#### [Document passage]
Differences between abuse of trust and fraudulent management
Despite the common elements, there are clear differences between the two offences, relating to the type of property entrusted, the way the offence is committed and the status of the perpetrator. The main differences are:
- Nature of the property entrusted: Abuse of trust presupposes the entrustment of one or more specific, individualised items to the perpetrator. For example, a particular machine is lent, a specific amount of money is handed over for a given purpose, a specific vehicle is given to be used, and so on. By contrast, fraudulent management usually concerns the entrustment of a universality of assets or an estate (or part of it). In other words, abuse of trust refers to a particular item (or clearly specified items), whereas fraudulent management concerns a broader pool of assets and values over which the perpetrator has powers of administration. To illustrate: if you entrust someone with your car and that person appropriates it, the offence is abuse of trust; if you entrust someone with the management of your entire business (including assets, stock, funds) and they manage that business fraudulently, the offence is fraudulent management.

#### [Instruction A]
Answer these from the passage on abuse of trust and fraudulent management:
(i) Which three areas does the passage say the differences between the two offences relate to?
(ii) What does abuse of trust presuppose about the property entrusted?
(iii) Which offence does the passage name when someone appropriates a car entrusted to them?
#### [Instruction B]
Using the passage on abuse of trust and fraudulent management, explain why fraudulently managing an entrusted business counts as fraudulent management and not abuse of trust.
#### [Instruction C]
Write the next part of the passage on abuse of trust and fraudulent management, picking up after its last sentence.

#### [Items]
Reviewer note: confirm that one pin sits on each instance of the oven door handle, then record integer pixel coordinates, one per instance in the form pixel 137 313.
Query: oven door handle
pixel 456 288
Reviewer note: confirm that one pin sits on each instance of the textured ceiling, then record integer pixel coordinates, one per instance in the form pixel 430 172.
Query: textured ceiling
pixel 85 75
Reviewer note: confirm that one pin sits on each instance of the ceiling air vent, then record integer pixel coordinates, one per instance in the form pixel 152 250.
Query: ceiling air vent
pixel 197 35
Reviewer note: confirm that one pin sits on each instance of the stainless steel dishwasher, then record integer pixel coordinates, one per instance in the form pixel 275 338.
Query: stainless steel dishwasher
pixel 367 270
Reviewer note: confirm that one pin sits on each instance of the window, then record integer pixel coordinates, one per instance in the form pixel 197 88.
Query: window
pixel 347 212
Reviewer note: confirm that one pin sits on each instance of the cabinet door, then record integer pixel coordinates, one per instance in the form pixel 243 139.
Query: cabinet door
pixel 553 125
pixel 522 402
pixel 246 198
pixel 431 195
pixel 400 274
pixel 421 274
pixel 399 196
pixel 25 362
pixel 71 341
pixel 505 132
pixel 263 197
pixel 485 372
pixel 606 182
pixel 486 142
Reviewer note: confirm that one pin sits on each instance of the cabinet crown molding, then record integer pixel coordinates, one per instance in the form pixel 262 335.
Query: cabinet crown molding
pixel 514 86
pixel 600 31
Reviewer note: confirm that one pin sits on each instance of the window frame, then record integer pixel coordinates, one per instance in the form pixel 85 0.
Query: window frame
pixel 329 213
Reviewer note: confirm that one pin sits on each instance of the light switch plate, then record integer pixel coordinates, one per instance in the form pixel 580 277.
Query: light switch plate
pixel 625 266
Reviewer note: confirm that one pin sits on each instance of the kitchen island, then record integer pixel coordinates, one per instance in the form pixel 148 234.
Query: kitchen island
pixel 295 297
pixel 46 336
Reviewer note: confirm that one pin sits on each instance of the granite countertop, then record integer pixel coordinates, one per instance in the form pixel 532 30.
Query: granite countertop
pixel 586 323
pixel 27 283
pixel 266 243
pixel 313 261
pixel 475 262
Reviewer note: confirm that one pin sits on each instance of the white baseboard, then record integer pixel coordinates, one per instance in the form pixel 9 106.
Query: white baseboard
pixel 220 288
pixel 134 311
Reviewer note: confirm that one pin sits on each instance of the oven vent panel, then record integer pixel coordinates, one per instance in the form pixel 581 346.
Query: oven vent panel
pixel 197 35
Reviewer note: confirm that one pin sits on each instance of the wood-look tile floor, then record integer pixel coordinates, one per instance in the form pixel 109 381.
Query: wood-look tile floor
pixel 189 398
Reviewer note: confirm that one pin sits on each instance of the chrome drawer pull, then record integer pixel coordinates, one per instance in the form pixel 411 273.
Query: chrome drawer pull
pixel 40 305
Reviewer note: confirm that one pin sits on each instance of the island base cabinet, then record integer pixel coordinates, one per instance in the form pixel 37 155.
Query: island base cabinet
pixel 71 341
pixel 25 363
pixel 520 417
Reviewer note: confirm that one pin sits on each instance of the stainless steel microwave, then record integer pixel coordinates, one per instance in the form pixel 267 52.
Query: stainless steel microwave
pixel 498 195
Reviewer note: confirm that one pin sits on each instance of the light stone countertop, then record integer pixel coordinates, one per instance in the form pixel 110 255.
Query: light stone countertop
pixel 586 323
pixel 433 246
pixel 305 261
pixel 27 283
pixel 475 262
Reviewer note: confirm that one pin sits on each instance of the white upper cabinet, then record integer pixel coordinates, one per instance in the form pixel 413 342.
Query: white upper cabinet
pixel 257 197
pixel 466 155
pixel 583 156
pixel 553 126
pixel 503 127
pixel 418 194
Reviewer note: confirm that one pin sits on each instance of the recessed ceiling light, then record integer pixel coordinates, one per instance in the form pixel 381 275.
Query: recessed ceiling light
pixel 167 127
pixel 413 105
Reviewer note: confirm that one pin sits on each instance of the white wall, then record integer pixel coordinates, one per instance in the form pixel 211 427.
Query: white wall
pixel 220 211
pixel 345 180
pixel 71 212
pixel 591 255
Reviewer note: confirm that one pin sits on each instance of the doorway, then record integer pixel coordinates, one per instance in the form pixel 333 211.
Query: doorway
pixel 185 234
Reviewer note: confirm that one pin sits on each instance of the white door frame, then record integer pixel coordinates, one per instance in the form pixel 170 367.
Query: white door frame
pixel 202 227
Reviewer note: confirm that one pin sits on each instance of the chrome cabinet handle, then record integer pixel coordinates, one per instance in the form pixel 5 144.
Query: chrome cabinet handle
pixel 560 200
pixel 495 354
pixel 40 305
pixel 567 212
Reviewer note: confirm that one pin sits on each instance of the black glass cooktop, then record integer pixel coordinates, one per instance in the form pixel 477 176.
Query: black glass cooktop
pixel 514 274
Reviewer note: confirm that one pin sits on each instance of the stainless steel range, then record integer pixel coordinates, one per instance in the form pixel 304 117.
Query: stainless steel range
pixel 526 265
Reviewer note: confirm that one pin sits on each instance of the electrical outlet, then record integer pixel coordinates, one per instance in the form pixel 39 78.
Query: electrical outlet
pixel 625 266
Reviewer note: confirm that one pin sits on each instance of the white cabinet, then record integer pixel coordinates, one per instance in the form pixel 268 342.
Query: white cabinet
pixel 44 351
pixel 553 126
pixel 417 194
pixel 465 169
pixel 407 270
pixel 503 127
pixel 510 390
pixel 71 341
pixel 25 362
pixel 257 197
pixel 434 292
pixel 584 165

#### [Output A]
(i) The type of property entrusted, the way the offence is committed, and the status of the perpetrator.
(ii) It presupposes the entrustment of one or more specific, individualised items to the perpetrator.
(iii) Abuse of trust.

#### [Output B]
Abuse of trust refers to a particular item or clearly specified items, whereas fraudulent management concerns a broader pool of assets and values over which the perpetrator has powers of administration. An entire business, with its assets, stock and funds, is such a broader pool, so managing it fraudulently is fraudulent management.

#### [Output C]
- Position and status of the perpetrator: In abuse of trust, the perpetrator can be any person who receives a property for safekeeping, temporary use or for a particular purpose (for example, a friend to whom you lend your car, a neighbour who stores an object for you, a collaborator who receives equipment to use for your project). There is no need for the perpetrator to have a particular official status; it is enough that they have received the property under a non-transfer-of-ownership title (such as a loan for use, a deposit, a mandate, etc.). In fraudulent management, the perpetrator typically holds a more formal position: he or she is a manager, administrator or trustee of the victim’s assets. For instance, this may be a company director managing the shareholders’ property, a tutor managing a minor’s estate, a liquidator administering the debtor’s assets, etc. The law expressly provides for special statuses that aggravate fraudulent management (judicial administrator, liquidator, their representatives). However, fraudulent management can also be committed by a person without any formal title, where he or she is entrusted with managing another’s assets by a civil contract. The essential point is that in fraudulent management the perpetrator has a general responsibility to take care of another’s property, not just temporary possession of a specific item.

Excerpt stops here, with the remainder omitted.